[Natural language region descriptions]
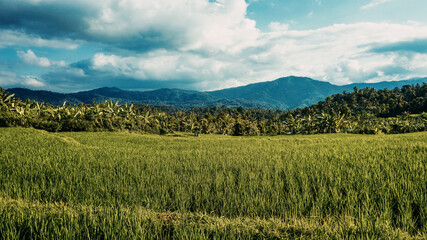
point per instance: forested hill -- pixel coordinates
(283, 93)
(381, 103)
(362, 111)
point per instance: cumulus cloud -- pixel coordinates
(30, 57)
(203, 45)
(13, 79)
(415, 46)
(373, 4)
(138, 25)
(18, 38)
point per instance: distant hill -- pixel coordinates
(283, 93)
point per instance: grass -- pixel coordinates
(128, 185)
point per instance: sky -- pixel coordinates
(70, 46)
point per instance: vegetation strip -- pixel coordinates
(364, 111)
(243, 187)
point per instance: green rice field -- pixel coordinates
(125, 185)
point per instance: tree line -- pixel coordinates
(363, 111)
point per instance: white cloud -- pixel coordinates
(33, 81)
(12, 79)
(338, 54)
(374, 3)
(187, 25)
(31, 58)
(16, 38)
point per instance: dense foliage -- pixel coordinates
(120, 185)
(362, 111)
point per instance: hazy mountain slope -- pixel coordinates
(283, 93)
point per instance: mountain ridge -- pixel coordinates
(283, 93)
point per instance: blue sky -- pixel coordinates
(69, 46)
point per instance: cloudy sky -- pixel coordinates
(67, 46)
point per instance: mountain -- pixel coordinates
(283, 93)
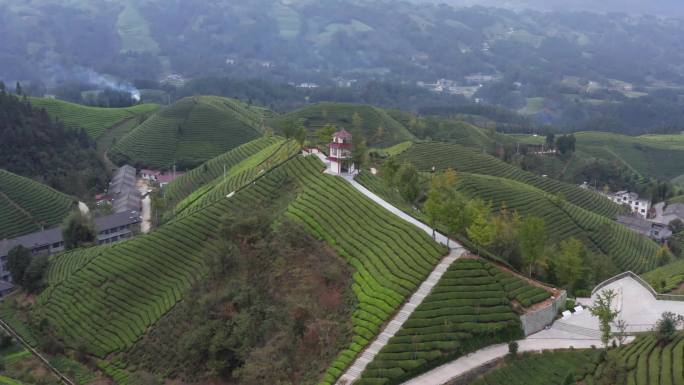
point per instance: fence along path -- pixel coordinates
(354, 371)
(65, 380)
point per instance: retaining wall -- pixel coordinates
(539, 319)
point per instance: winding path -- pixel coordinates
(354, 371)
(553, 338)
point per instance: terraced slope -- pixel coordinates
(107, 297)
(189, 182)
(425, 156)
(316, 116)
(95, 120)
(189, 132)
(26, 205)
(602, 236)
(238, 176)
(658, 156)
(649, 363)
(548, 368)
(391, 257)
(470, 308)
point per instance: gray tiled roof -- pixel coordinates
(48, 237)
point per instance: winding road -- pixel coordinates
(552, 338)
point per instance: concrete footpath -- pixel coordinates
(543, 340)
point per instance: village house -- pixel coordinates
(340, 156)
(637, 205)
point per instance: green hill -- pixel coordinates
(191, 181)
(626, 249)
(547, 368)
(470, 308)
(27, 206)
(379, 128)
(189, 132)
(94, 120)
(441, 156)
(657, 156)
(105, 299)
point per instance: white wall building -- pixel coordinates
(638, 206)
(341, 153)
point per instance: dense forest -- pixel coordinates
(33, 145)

Aim of the task -> Without the pictures, give back every record precisely as shown.

Answer for this exercise ->
point per instance: forested hill -- pixel coordinates
(283, 93)
(381, 103)
(362, 111)
point per instance: cumulus cloud -- pixel coordinates
(30, 57)
(203, 45)
(13, 79)
(415, 46)
(373, 4)
(138, 25)
(18, 38)
point per instance: distant hill -- pixel coordinates
(283, 93)
point per instance: grass -- pixel coordinates
(128, 185)
point per instance: sky -- pixel coordinates
(70, 46)
point per instance: vegetation strip -- pixel coordinates
(364, 111)
(243, 187)
point per instance: green rice field -- pixel coordinates
(125, 185)
point per instance: tree line -- pixel coordinates
(363, 111)
point per instance: white cloud -- pixel coordinates
(33, 81)
(12, 79)
(338, 54)
(374, 3)
(187, 25)
(31, 58)
(16, 38)
point per instance: dense foliage -- pixel coordinates
(120, 185)
(362, 111)
point per instance: hazy mountain slope -- pixel coordinates
(283, 93)
point per instance: mountain ridge -- pixel coordinates
(283, 93)
point per instance: blue sky -- pixel coordinates
(69, 46)
point per instance: cloudy sky -- pixel coordinates
(67, 46)
point per instance: mountain -- pixel coordinates
(283, 93)
point per instance: fence along path -- pixel coordinates
(354, 371)
(65, 380)
point per instance: retaining wall -- pixel coordinates
(539, 319)
point per instance: winding path -- pixel coordinates
(354, 371)
(553, 338)
point per instance: terraced slope -- pixel coordinates
(107, 297)
(189, 182)
(425, 156)
(316, 116)
(95, 120)
(189, 132)
(26, 205)
(602, 236)
(238, 176)
(658, 156)
(649, 363)
(548, 368)
(391, 257)
(470, 308)
point per instance: gray tiled roof -- pixel coordinates
(48, 237)
point per instance: winding road -- pixel coordinates
(552, 338)
point per instance: concrete footpath -- pixel coordinates
(543, 340)
point per instance: village house -- pixel coordinates
(340, 156)
(637, 205)
point per instance: green hill -- pixel coordinates
(191, 181)
(626, 249)
(547, 368)
(470, 308)
(27, 206)
(379, 128)
(189, 132)
(94, 120)
(441, 156)
(657, 156)
(105, 299)
point per instance: white wall building -- pixel coordinates
(638, 206)
(341, 153)
point per instance: dense forest -- pixel coordinates
(33, 145)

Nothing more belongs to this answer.